▸ **Exercise task 1**
From the passage on IIROC derivatives requirements, output the stretch from "1. Risk disclosure" through "approved by IIROC.".
▸ **Exercise task 2**
In the passage on IIROC derivatives requirements, what must clients receive before trading in futures contracts, futures contract options and option contracts?

▸ **Given text**
We are also proposing that all current IIROC and Ontario Securities Commission expectations and conditions relating to the offering of CFDs to retail clients be codified as IIROC requirements that apply to a broader range of retail client highly-leveraged securities or derivative transactions, positions and accounts.24 To achieve this result, we are proposing that IIROC enact:

  • additional Dealer Member account opening procedures for all derivatives account offerings to restrict the derivative trading of insiders, which would include:
    • requiring all prospective clients to disclose whether they are insiders
    • informing insiders that they are prohibited from trading derivatives with such underlying security
    • requiring clients to acknowledge that they are required to update the Dealer Member of any changes to their insider status
    • requiring the monitoring of insider accounts to ensure such prohibition is enforced
  • additional Dealer Member account opening procedures for all highly-leveraged and complex derivatives product/account offerings to require a documented assessment of the depth of investment knowledge and trading experience of a potential client before an account is approved to be opened
  • OTC derivative product design restrictions that prohibit the offering of OTC derivatives to retail clients that confer the right or obligation to acquire or deliver the underlying security or instrument or confer any other rights of shareholders of the underlying security or instrument, such as voting rights
  • a requirement that all new highly leveraged and complex product/account offerings to retail clients and changes to existing product/account offerings to retail clients (including proposed new underlying asset classes such as cryptocurrencies) must be approved in advance by IIROC.25
  1. Client disclosure and periodic client reporting

  1. Risk disclosure statement

IIROC’s current derivatives risk disclosure requirements specify that:

  • clients must be provided with a risk disclosure statement in advance of trading in futures contracts, futures contract options and option contracts
  • the risk disclosure statement provided must be approved by IIROC.

▸ **Given entries**
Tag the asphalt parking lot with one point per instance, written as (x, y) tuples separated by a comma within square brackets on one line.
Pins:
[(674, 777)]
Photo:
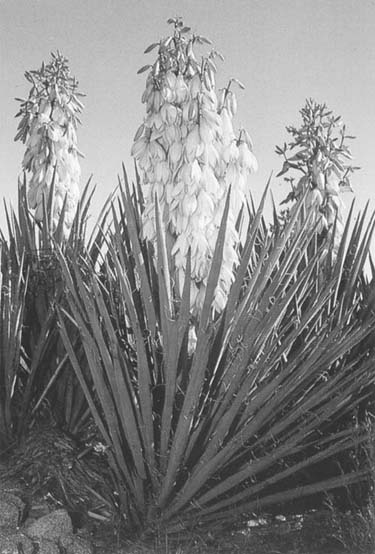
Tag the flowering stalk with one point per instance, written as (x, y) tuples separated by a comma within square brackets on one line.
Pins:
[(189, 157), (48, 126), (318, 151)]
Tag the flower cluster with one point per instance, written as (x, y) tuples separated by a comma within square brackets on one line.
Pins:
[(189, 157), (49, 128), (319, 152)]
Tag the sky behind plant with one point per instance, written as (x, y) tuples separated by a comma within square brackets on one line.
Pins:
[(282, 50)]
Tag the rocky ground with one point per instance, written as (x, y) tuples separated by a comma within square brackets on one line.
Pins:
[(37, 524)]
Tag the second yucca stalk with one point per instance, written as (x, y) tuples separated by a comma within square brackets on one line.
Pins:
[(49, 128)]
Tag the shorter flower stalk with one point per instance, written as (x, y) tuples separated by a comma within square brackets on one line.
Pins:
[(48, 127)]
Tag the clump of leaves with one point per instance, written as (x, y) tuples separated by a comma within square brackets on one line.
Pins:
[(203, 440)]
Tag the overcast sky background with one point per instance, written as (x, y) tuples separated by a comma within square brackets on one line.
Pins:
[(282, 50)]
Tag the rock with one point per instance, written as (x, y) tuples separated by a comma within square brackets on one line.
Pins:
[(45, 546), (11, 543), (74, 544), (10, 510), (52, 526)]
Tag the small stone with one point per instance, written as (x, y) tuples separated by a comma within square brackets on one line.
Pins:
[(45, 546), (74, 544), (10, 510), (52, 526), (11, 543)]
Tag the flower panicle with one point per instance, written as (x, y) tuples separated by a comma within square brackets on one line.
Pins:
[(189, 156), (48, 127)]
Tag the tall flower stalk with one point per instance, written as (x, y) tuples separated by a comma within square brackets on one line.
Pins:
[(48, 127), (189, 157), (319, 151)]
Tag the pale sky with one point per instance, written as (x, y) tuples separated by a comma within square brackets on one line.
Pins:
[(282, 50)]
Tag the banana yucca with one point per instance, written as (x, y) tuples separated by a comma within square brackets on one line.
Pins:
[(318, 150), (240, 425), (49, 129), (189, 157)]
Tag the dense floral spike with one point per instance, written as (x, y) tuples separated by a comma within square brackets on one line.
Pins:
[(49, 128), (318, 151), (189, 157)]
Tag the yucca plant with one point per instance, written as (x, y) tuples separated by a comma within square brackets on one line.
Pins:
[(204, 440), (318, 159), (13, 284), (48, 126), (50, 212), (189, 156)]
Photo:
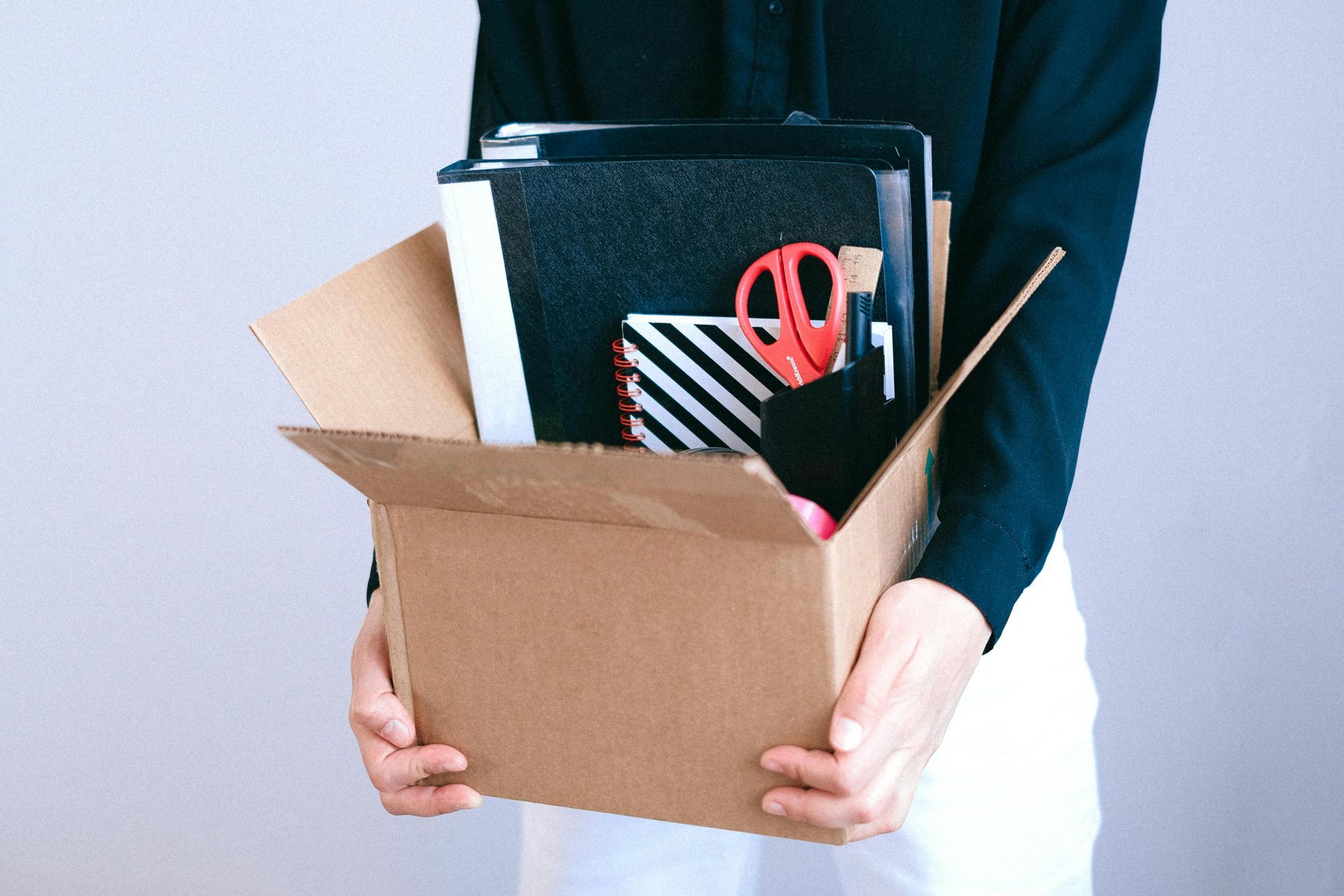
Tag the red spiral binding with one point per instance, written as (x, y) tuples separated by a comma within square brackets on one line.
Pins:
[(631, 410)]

==

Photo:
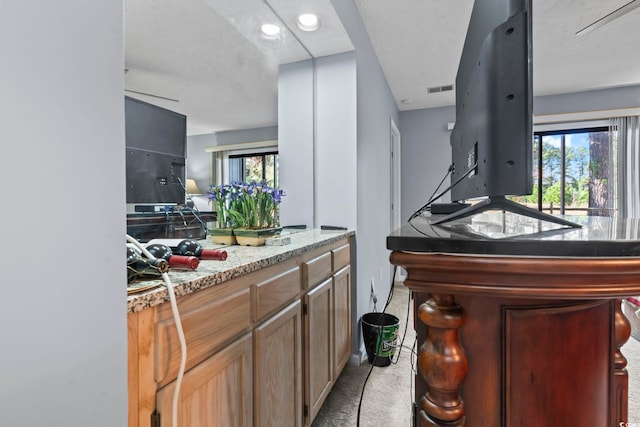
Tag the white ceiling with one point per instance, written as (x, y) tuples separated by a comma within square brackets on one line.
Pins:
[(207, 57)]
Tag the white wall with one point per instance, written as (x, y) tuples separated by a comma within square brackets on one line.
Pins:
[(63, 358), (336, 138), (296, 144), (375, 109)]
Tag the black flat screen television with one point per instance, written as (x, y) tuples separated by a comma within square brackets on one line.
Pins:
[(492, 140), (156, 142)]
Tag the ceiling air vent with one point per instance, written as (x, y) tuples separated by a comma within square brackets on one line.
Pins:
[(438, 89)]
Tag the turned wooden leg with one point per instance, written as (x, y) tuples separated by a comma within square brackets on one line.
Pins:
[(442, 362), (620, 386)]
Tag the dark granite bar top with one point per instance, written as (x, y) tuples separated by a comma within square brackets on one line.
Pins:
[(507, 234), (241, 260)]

▸ **Answer 1**
1. Risk disclosure statement

IIROC’s current derivatives risk disclosure requirements specify that:

  • clients must be provided with a risk disclosure statement in advance of trading in futures contracts, futures contract options and option contracts
  • the risk disclosure statement provided must be approved by IIROC.

▸ **Answer 2**
Clients must receive a risk disclosure statement that has been approved by IIROC.